**Exercise inputs:**
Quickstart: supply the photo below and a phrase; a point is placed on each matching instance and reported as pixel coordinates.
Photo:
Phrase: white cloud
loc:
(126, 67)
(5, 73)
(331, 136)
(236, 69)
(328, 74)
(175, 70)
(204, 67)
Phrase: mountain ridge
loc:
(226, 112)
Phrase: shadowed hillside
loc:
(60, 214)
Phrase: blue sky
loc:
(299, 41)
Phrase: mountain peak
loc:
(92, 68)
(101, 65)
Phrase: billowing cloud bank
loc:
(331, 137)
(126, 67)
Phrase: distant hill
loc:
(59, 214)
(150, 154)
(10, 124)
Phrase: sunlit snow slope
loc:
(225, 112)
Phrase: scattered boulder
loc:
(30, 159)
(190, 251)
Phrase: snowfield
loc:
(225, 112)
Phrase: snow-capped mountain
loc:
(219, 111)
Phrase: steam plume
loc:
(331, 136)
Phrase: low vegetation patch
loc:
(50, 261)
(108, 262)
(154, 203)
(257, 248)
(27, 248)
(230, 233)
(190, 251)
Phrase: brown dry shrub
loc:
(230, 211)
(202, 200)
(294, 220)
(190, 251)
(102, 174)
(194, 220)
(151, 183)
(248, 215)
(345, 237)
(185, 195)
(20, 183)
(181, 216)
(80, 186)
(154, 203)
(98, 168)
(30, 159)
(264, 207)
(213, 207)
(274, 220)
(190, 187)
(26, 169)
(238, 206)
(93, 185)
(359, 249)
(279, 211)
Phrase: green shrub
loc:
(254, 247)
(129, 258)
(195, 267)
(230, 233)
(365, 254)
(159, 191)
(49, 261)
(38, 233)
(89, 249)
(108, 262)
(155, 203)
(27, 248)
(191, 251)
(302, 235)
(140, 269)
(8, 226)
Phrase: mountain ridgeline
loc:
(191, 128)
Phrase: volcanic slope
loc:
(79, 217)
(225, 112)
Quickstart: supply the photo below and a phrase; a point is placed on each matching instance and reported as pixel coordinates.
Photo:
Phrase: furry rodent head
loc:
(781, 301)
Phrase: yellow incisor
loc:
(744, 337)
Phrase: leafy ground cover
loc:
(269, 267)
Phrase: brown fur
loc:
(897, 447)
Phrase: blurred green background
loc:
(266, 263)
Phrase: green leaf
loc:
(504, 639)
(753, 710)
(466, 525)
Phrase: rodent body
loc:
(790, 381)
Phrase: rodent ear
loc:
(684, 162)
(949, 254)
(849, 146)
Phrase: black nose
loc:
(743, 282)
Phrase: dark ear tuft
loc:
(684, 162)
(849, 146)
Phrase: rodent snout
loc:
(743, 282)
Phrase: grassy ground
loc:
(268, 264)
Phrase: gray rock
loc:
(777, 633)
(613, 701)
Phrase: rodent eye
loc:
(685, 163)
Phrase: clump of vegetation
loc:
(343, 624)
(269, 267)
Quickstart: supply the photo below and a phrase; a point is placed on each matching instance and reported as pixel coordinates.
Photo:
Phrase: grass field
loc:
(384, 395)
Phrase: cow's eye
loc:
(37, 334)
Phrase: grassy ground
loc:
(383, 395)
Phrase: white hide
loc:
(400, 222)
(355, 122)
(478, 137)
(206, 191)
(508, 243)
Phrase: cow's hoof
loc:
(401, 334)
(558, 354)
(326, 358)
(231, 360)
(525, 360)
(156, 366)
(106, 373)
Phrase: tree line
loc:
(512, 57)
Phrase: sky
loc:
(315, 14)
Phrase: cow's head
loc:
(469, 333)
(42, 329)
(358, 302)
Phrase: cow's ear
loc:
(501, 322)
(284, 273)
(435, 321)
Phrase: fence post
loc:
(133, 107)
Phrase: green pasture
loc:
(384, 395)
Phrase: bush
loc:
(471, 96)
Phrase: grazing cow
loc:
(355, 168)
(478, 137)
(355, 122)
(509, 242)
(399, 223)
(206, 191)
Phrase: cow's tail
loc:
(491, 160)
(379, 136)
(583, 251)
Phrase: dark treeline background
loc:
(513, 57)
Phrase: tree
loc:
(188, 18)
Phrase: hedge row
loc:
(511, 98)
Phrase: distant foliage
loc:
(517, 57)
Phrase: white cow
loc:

**What the task requires:**
Search the entries for the word "dark", then copy every line in which it is found.

**Written reply:**
Phrase: dark ear tuft
Phrase: dark treeline background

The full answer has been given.